Your example is accepted. I took time to understand what I told earlier and found it impossible. Then, I realized that the problem you mentioned would only arise if the rule is implemented tomorrow. Means, without any survey, without evaluating the constraints. It would be like u get up in the morning and found that a new rule is implemented.

No, I'm not talking about that way. The problem statement of u requires some lengthy reply.

Here I begin:-

To implement that rule U first need to prepare a format for education.
1> Present avg. students in a school.
2> Ideal Student to teacher ratio.
3> As being a mandatory till XII, u need to reformat the syllabus to put things that are unavoidable in that duration.

Then
1> I propose a survey of present no. schools in a state. Divide them with district wise.
2> Get a no. eligible kids in that area.
3> Tally the student to school ratio.
4> Point out places with more school and less school and sort out schools having more attention than others.
5> Where there are less schools (1-2 schools per 3 villages), take opinion from local people if they would send their kids to most near-by school if its available. (This is required as some people would go by reputation rather communication problems). If 60% positive reply. Chalk out a plan for making a school having class I to X.

* **Dataset extract**:
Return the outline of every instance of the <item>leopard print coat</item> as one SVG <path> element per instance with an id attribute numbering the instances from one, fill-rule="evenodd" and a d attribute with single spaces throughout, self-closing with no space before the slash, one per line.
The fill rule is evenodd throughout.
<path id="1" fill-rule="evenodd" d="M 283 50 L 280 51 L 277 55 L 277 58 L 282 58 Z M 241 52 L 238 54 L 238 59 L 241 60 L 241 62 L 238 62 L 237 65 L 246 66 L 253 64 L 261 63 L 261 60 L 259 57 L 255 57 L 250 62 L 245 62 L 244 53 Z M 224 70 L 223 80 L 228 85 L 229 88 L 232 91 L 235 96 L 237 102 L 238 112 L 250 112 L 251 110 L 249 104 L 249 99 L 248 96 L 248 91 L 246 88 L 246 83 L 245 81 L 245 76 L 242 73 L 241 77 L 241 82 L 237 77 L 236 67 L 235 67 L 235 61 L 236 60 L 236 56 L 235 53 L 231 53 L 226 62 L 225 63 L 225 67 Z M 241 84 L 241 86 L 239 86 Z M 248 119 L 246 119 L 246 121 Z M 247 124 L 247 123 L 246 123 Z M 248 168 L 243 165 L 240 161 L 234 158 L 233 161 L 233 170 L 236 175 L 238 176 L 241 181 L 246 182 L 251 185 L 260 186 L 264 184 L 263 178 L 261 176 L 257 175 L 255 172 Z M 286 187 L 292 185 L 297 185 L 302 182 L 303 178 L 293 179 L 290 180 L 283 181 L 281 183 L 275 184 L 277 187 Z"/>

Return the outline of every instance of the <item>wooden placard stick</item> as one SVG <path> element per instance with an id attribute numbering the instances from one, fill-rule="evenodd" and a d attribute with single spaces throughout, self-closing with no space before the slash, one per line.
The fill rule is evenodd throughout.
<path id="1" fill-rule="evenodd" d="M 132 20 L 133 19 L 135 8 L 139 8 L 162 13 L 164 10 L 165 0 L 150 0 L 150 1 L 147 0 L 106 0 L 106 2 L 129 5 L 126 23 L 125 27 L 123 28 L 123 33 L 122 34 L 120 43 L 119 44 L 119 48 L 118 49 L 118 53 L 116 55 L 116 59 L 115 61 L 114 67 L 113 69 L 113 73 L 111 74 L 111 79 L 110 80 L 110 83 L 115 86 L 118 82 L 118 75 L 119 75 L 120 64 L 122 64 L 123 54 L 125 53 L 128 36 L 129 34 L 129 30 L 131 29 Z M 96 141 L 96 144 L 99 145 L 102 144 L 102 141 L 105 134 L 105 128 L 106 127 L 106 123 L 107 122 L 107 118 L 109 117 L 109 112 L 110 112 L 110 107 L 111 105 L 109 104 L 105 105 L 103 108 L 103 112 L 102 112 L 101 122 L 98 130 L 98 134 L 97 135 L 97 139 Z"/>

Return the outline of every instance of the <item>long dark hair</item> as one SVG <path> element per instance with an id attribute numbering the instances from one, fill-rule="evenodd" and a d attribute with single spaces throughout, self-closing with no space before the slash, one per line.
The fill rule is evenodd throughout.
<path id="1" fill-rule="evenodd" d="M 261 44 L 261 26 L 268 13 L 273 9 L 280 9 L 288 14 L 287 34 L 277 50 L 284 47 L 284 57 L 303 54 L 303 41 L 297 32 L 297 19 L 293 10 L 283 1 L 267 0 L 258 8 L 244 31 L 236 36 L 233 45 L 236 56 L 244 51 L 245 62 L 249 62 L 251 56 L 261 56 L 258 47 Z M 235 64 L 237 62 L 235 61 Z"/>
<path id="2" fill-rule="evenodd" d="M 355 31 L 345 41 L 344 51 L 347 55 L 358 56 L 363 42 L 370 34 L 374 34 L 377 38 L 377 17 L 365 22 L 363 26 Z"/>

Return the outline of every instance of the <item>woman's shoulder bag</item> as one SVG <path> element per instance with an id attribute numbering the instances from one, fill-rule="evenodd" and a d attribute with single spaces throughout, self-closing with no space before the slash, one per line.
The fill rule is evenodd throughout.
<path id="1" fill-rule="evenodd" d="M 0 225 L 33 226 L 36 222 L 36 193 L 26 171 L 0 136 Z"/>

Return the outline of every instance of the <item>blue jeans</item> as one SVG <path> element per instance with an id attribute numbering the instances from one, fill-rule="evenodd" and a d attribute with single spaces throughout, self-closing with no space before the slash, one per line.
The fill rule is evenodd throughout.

* **Problems**:
a – According to the forum post, what share of positive replies from local people leads to a plan for a school with classes I to X?
b – Write out the forum post word for word, from "1> Present avg." through "class I to X.".
c – List the points the forum post says must go into the format for education that is prepared first.

* **Answers provided**:
a – 60%

b –
1> Present avg. students in a school.
2> Ideal Student to teacher ratio.
3> As being a mandatory till XII, u need to reformat the syllabus to put things that are unavoidable in that duration.

Then
1> I propose a survey of present no. schools in a state. Divide them with district wise.
2> Get a no. eligible kids in that area.
3> Tally the student to school ratio.
4> Point out places with more school and less school and sort out schools having more attention than others.
5> Where there are less schools (1-2 schools per 3 villages), take opinion from local people if they would send their kids to most near-by school if its available. (This is required as some people would go by reputation rather communication problems). If 60% positive reply. Chalk out a plan for making a school having class I to X.

c –
1. The present average number of students in a school
2. The ideal student to teacher ratio
3. A reformatted syllabus that holds the unavoidable content for the duration up to XII, since schooling is mandatory till then